===== Kutipan Pilihan =====

Hasan menegaskan, semua tindakan yang diambil India empat tahun terakhir merupakan pelanggaran terang-terangan terhadap hukum internasional, termasuk resolusi Dewan Keamanan yang relevan, khususnya Resolusi 122 Tahun 1957. Sehingga, semua tindakan yang diambil oleh India pada dan setelah 5 Agustus 2019 tidak hanya ilegal, tetapi secara ipso facto batal demi hukum.

“Untuk membenarkan pendudukan dan penindasannya, India telah berusaha selama beberapa dekade, khususnya sejak peristiwa 9/11, untuk menggambarkan perjuangan kemerdekaan Kashmir sebagai ‘terorisme’. Demikian juga, untuk mendelegitimasi perjuangan penduduk asli Kashmir untuk menentukan nasib sendin, India secara keliru menuduh bahwa perjuangan tersebut dihasut oleh Pakistan. Untuk mengungkap kebohongan India, Pakistan telah mengusulkan perluasan patroli oleh Kelompok Pengamat Militer PBB di India dan Pakistan (UNMOGIP) di sepanjang garis kontrol di Jammu dan Kashmir. Akan tetapi, India menolak untuk mengizinkan misi PBB ini berpatroli di sepanjang garis kontrol dan memperluasnya. Meskipun telah dilakukan berbagai upaya, India terus menolak akses ke Jammu dan Kashmir untuk Kantor Komisaris Tinggi Hak Asasi Manusia dan badan-badan PBB lainnya serta organisasi hak asasi manusia dan kemanusiaan dan media internasional,” sebut Hasan.

===== Cuplikan Dataset =====

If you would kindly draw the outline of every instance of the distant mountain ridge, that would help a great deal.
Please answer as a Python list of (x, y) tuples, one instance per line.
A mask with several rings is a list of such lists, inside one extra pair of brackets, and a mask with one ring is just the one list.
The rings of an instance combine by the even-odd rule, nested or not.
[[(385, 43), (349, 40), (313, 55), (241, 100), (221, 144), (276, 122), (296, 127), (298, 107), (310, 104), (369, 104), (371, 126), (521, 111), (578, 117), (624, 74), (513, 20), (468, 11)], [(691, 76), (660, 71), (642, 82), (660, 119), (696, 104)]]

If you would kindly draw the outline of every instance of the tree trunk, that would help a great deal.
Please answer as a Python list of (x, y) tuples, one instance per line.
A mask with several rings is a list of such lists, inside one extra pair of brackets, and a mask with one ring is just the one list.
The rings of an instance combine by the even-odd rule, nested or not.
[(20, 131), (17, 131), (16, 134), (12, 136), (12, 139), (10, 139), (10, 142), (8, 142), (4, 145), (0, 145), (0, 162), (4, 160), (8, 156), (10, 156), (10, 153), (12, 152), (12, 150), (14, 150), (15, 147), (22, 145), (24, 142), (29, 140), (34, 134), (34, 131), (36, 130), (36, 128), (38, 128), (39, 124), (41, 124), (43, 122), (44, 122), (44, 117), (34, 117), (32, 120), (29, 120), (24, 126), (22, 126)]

=====

## Tugas Anda
a - Jawab pertanyaan berikut berdasarkan kutipan tentang Kashmir:
(i) Resolusi Dewan Keamanan mana yang disebut secara khusus?
(ii) Sejak peristiwa apa India berusaha menggambarkan perjuangan kemerdekaan Kashmir sebagai "terorisme"?
(iii) Apa yang diusulkan Pakistan untuk mengungkap kebohongan India?
b - Menurut kutipan tentang Kashmir, pihak mana saja yang terus ditolak aksesnya ke Jammu dan Kashmir oleh India? Sebutkan semuanya.
Baris-baris data ini diambil dari sumber lain.

## Daftar Jawaban
a -
(i) Resolusi 122 Tahun 1957.
(ii) Peristiwa 9/11.
(iii) Perluasan patroli oleh Kelompok Pengamat Militer PBB di India dan Pakistan (UNMOGIP) di sepanjang garis kontrol di Jammu dan Kashmir.

b -
- Kantor Komisaris Tinggi Hak Asasi Manusia
- Badan-badan PBB lainnya
- Organisasi hak asasi manusia dan kemanusiaan
- Media internasional